Статья:

В то же время он предостерегал от утраты главной цели – уничтожения современной государственной власти.
Очень выразителен в плане сравнения идейных платформ П.Н. Ткачева и «Народной воли» раздел «Программы Исполнительного комитета», где излагались «руководящие принципы действий партии». Народовольцы допускали по отношению к правительству как к врагу применение принципа – «цель оправдывает средства, т.е. всякое средство, – разъясняла программа, – ведущее к цели мы считаем дозволительным». Этот принцип распространялся также на лица и общественные группы, действовавшие заодно с правительством в его борьбе с революционерами[28].
Норма революционной морали, закрепленная в программе партии, находилась в полном соответствии с идеями, которые Ткачев излагал еще в 60-х гг. в русской подцензурной печати, а С.Г. Нечаев положил в основу «Катехизиса революционера». Уже после событий марта 1881 г. П.Н. Ткачев на страницах «Набата» писал, что революционный терроризм «содействует высвобождению верноподданных из-под гнета оболванивающего и оскотинивающего их страха, т.е. содействует их нравственному возрождению, побуждению в них, забитых страхом, человеческих чувств; возвращению им образа и подобия человеческого... Революционный терроризм является... не только наиболее верным и практическим средством дезорганизировать существующее полицейско-бюрократическое государство, он является единственным действительным средством нравственно переродить холопа - верноподданного в человека-гражданина»[29].
По-видимому, в революционной литературе нет другого текста о терроризме, написанного с таким восторгом. Логика последовательного сторонника революционного насилия приводит к парадоксальному умозаключению о благотворности убийства для возрождения нравственности и пользе тактики устрашения для избавления от страха.
Интересно, что и П.Л. Лавров, определяя историческое место Ткачева в развитии русского революционного процесса, говорил о нем как об «идейном вдохновителе «Народной воли»[30].

Строки:
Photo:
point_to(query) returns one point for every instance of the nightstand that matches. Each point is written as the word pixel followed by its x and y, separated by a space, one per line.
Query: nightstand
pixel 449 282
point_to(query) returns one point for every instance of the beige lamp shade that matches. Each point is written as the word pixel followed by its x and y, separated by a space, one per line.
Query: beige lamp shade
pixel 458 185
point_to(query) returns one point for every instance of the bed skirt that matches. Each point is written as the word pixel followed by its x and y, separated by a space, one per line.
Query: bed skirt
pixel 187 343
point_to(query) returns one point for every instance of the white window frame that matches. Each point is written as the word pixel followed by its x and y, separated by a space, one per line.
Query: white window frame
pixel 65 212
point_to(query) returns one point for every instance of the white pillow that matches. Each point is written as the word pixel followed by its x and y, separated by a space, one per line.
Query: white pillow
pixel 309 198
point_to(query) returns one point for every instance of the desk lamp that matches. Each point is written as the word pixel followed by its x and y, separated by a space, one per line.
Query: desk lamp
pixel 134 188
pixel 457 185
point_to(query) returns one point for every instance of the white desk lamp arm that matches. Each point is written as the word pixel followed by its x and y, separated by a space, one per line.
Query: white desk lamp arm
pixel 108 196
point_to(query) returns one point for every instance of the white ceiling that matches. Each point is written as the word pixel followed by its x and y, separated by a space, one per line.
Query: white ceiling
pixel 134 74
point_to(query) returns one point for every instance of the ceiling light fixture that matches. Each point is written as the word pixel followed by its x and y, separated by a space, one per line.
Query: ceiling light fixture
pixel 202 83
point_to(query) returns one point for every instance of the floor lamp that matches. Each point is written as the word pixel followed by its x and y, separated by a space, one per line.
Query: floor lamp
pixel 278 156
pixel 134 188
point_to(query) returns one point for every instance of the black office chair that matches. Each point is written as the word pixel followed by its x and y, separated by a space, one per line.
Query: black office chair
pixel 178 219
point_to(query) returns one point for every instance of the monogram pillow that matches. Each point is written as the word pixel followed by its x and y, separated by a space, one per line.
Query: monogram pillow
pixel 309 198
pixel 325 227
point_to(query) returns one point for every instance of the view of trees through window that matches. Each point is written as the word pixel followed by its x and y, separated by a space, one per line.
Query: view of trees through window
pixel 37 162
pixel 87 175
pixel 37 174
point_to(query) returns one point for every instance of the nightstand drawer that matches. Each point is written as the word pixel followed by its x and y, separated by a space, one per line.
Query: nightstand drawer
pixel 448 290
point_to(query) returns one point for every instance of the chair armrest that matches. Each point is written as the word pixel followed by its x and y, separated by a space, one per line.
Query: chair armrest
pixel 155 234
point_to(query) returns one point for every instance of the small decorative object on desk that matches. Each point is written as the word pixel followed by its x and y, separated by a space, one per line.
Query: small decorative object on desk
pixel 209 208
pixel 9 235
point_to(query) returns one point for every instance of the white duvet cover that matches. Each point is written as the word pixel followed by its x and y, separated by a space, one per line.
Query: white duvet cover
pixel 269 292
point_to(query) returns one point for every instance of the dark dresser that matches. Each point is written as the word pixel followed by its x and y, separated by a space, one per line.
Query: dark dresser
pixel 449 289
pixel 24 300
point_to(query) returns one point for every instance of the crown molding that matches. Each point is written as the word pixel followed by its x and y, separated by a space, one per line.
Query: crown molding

Задание A:
Выведите без изменений фрагмент статьи о Ткачеве от «Очень выразителен в» до «борьбе с революционерами[28].».
Задание B:
Допишите следующую часть статьи о Ткачеве и «Народной воле», начав сразу после ее последнего предложения.
Записи к статье не относятся и служат отдельным материалом.

Результат A:
Очень выразителен в плане сравнения идейных платформ П.Н. Ткачева и «Народной воли» раздел «Программы Исполнительного комитета», где излагались «руководящие принципы действий партии». Народовольцы допускали по отношению к правительству как к врагу применение принципа – «цель оправдывает средства, т.е. всякое средство, – разъясняла программа, – ведущее к цели мы считаем дозволительным». Этот принцип распространялся также на лица и общественные группы, действовавшие заодно с правительством в его борьбе с революционерами[28].

Результат B:
Взгляды же самого Лаврова претерпели значительную эволюцию под влиянием народовольческих достижений. Лавров первоначально относился к терроризму резко отрицательно. В частности, в письме к русским революционерам от 11 января 1880 г. он дал крайне негативную оценку террористической тактике: «Считаю эту систему столь опасной для дела социализма и успех на этом пути столь маловероятным, что если бы имел малейшее влияние на ваши совещания и решения, когда вы вступали на этот путь, если бы я даже знал достоверно, что вы намерены на него вступить, я постарался бы всеми силами отклонить вас от этого. Но теперь уже поздно. Вы вступили на этот путь и он - именно один из тех, с которых сойти трудно, не признав явно слабость партии, не признав себя в глазах посторонних наблюдателей побежденными и не подорвав своего нравственного значения в совершающейся борьбе»[31].
Однако после 1 марта 1881 г. П.Л. Лавров уже писал иначе. Теперь он отмечал, что «все живые силы страны примкнули к этой партии», а Исполнительный комитет «своей энергичной деятельностью» «в невероятно короткое время довел дело расшатывания русского императорства весьма далеко».
В марте 1882 г. в предисловии к «Подпольной России» С.М. Кравчинского П.Л. Лавров писал: « И никто не решится сказать, что победа на стороне правительства, когда именно его меры привели к гибели данного императора, к добровольному самозаключению другого, к полному расстройству в настоящее время государственного организма России»[32].
Оставаясь противником терроризма в принципе, Лавров, тем не менее, фактически примкнул к «Народной воле», став ее союзником. Он видел и отдавал себе отчет в том, что «Народная воля» представляла собой на тот момент единственную реальную силу революции. Но поскольку реальная сила партии определялась преимущественно ее успехами на поприще терроризма, не означало ли это со стороны Лаврова фактического признания народовольческой тактики.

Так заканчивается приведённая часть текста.